Trecho da página ->
++++++++

Não, não se trata de exagero nem ironia caracterizar o Governo Lula como do PT/Centrão. Embora o PT tenha ficado com ministérios centrais (Fazenda, Desenvolvimento Social, Educação e Casa Civil), assim como Saúde e Justiça ficaram também com a esquerda, é fato que praticamente toda a área de infraestrutura está nas mãos do Centrão (Ministérios de Energia, Transportes, Portos e Aeroportos, Cidades, Integração Nacional e Comunicações), além de Planejamento, Agricultura, Pesca, Turismo, Esportes e estatais como Caixa, Codevasf e Funasa.
Era óbvio que Lula, eleito presidente, deveria buscar atrair partidos de centro-direita para poder aprovar alguma coisa no Congresso Nacional. Não obstante os 51% dos votos dados a Lula, as bancadas de esquerda e centro-esquerda dos partidos que o apoiaram no 1º turno (PT, PSol, PCdoB, PSB, Rede, PV, Avante, Solidariedade e PROS), acrescidas do PDT, somavam apenas 139 deputados (27% do total) e 16 senadores (20%).

++++++++

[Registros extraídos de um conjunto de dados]
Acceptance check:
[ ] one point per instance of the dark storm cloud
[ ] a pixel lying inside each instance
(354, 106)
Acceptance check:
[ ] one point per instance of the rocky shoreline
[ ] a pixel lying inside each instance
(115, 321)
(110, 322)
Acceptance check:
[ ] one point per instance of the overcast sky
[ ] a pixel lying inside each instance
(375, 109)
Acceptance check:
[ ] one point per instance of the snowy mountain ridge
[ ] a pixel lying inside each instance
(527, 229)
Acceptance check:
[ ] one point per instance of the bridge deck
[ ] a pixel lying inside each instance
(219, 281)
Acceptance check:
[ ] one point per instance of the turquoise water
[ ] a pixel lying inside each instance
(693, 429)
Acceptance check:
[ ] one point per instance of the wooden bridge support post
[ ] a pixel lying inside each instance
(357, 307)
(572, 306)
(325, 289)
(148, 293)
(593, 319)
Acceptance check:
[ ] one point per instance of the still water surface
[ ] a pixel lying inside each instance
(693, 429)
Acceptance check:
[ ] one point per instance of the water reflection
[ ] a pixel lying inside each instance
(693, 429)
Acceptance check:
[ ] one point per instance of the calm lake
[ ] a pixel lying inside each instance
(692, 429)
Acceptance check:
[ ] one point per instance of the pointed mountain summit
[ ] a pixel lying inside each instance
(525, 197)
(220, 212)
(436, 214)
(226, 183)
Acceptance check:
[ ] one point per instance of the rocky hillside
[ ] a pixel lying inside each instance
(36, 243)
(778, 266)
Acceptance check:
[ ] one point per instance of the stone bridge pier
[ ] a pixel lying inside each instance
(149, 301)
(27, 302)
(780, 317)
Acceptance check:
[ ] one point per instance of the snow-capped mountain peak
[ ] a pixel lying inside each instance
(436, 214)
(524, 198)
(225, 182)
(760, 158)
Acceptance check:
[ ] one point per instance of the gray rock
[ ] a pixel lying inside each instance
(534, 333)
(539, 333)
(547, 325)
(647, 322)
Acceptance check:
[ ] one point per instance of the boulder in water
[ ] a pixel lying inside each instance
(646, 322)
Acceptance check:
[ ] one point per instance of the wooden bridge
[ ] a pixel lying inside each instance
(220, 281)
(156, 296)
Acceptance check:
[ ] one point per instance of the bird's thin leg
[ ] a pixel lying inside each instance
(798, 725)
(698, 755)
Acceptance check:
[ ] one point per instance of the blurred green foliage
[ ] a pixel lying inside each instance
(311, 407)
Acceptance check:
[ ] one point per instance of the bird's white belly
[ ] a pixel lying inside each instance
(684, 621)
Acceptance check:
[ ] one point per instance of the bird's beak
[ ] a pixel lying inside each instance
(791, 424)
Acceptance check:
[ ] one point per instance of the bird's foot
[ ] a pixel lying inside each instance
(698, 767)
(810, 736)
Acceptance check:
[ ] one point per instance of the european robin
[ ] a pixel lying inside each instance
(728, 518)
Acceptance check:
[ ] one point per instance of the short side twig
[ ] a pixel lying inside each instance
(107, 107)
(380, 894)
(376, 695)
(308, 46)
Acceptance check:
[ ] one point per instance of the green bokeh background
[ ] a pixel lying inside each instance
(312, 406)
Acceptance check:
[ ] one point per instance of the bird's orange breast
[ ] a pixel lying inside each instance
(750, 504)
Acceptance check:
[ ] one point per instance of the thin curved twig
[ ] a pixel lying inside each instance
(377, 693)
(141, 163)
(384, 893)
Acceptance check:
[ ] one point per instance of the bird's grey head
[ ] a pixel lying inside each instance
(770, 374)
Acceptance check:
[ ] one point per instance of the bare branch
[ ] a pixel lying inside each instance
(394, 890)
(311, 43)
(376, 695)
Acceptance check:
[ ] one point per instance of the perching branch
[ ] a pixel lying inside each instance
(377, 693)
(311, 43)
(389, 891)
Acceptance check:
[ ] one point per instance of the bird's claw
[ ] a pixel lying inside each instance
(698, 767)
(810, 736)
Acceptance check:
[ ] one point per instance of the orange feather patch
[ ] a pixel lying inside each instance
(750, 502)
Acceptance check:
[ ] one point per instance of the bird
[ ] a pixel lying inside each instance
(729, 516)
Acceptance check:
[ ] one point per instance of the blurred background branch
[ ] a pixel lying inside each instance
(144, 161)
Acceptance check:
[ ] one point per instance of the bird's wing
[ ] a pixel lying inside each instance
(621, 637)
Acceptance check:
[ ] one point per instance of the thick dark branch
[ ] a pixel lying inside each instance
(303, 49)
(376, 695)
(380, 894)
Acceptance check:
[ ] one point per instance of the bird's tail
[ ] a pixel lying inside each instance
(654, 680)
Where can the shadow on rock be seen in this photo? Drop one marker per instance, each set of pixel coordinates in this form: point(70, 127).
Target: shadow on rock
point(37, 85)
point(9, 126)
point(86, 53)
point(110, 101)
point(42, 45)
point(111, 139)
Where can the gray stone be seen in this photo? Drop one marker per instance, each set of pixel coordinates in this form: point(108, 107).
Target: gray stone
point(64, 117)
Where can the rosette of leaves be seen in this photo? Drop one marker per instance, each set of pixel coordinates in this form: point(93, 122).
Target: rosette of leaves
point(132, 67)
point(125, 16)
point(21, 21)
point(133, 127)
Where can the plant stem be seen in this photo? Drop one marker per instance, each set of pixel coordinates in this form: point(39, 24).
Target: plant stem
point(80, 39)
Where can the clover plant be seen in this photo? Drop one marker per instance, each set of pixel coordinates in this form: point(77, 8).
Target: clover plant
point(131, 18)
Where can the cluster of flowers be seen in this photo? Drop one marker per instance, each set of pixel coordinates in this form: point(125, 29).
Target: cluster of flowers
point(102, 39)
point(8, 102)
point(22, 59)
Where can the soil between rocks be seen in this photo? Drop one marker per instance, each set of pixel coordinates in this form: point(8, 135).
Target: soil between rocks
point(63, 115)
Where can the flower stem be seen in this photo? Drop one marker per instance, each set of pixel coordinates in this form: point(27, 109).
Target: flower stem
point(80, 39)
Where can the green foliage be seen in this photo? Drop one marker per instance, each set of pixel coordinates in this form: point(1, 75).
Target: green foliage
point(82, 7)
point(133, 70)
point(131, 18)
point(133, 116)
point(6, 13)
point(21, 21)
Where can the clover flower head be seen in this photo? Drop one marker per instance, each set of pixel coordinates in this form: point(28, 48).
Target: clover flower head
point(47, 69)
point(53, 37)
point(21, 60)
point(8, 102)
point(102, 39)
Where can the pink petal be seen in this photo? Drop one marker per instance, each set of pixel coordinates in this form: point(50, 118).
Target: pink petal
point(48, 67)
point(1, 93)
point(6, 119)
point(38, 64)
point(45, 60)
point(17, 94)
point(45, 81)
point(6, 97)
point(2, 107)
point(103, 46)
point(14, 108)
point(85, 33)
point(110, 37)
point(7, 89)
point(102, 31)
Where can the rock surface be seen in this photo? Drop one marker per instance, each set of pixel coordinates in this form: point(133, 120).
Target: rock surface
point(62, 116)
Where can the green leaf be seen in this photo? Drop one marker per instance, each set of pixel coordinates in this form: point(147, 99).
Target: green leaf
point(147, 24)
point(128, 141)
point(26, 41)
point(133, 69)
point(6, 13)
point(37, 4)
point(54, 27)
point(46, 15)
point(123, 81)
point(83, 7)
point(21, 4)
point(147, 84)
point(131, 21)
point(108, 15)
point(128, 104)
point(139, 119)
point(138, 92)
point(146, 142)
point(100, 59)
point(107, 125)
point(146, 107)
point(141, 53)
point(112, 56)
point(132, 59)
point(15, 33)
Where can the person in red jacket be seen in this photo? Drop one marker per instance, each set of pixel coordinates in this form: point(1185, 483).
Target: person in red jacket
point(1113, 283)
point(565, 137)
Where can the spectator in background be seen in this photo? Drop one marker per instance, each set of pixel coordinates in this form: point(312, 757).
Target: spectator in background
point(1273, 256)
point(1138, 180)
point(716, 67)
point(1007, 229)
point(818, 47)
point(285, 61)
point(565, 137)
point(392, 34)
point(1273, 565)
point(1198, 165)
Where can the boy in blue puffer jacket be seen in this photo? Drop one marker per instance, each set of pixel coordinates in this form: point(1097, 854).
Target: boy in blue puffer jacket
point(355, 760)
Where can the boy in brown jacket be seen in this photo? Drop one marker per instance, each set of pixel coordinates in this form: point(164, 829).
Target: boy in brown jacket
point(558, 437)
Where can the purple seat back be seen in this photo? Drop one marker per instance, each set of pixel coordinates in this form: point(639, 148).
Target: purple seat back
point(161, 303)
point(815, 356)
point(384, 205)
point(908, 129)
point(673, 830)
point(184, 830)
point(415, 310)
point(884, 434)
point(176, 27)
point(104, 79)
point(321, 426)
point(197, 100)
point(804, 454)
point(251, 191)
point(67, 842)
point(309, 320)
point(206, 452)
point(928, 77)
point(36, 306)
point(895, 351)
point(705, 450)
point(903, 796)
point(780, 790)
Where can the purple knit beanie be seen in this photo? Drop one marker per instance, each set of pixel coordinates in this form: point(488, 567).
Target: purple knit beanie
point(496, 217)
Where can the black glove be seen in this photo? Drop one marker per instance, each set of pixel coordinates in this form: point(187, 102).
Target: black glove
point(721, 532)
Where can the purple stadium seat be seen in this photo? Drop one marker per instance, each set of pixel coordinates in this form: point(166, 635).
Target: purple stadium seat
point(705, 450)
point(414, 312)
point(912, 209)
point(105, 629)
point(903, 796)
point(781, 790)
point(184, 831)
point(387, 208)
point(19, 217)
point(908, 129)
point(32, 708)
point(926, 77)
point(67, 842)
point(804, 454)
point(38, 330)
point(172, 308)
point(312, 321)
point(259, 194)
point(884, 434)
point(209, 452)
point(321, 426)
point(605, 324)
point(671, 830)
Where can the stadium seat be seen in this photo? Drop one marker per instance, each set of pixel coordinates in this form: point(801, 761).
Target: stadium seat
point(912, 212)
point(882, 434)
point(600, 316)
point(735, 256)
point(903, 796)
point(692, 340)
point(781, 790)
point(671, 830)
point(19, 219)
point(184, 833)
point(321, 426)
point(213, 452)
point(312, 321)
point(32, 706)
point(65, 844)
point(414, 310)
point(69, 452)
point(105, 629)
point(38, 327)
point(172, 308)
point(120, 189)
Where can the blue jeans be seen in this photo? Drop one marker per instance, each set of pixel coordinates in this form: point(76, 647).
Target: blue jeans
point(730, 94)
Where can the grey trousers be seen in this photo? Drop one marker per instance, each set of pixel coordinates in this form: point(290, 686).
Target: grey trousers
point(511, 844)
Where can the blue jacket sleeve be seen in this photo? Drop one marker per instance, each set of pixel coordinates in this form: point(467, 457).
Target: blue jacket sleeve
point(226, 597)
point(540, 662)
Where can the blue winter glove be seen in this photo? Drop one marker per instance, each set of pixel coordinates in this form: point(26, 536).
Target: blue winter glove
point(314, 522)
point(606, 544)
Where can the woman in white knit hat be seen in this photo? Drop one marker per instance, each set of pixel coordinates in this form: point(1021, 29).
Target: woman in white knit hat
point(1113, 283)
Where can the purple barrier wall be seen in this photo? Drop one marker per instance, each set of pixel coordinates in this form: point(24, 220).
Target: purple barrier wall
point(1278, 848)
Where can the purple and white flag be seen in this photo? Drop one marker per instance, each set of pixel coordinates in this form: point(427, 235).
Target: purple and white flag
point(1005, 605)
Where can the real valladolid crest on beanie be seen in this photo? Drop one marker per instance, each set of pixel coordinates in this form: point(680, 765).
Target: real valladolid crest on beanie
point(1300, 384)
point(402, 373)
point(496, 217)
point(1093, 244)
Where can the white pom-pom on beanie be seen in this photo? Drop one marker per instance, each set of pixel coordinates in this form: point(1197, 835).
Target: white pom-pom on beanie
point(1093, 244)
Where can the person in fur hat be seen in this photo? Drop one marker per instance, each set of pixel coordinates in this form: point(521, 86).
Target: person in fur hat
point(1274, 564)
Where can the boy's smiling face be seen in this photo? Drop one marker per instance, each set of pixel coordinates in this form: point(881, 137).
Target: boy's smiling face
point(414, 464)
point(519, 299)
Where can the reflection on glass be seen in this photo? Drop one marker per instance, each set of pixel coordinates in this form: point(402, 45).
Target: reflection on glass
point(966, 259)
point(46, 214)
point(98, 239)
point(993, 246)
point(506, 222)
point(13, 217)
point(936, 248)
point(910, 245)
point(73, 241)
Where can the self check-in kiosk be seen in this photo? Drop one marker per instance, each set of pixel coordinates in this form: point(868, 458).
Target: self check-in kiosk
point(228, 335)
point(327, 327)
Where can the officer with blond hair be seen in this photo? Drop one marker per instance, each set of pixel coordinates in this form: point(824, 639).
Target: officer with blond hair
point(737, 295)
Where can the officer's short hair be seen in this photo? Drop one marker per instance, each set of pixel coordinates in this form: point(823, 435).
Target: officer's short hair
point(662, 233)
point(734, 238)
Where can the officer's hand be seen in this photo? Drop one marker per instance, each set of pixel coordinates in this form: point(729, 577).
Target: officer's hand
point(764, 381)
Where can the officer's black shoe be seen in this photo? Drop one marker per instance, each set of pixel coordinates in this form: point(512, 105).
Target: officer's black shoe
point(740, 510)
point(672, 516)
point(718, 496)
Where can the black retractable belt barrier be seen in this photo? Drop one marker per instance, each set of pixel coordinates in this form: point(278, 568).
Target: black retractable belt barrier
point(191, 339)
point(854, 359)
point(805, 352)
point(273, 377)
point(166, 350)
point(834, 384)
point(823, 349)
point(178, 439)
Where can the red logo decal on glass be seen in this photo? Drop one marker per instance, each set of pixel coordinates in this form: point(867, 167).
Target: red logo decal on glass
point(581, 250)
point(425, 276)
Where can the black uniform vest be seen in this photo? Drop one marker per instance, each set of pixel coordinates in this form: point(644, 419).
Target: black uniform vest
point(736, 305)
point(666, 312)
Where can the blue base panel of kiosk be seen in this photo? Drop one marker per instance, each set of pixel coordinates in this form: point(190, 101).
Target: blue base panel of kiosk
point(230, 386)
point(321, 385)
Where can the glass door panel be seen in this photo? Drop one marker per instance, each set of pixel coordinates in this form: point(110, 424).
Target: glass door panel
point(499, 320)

++++++++

Tarefas do exercício ->
1. Responda com base no trecho sobre o Governo Lula:
(a) Quais ministérios centrais ficaram com o PT?
(b) Quantos deputados somavam as bancadas de esquerda e centro-esquerda, acrescidas do PDT?
(c) Quais estatais são atribuídas ao Centrão?
2. Devolva, sem alterações, a parte do trecho sobre o Governo Lula que começa em "Não, não se" e termina em "Codevasf e Funasa.".

Respostas por tarefa ->
1.
(a) Fazenda, Desenvolvimento Social, Educação e Casa Civil.
(b) 139 deputados (27% do total).
(c) Caixa, Codevasf e Funasa.

2.
Não, não se trata de exagero nem ironia caracterizar o Governo Lula como do PT/Centrão. Embora o PT tenha ficado com ministérios centrais (Fazenda, Desenvolvimento Social, Educação e Casa Civil), assim como Saúde e Justiça ficaram também com a esquerda, é fato que praticamente toda a área de infraestrutura está nas mãos do Centrão (Ministérios de Energia, Transportes, Portos e Aeroportos, Cidades, Integração Nacional e Comunicações), além de Planejamento, Agricultura, Pesca, Turismo, Esportes e estatais como Caixa, Codevasf e Funasa.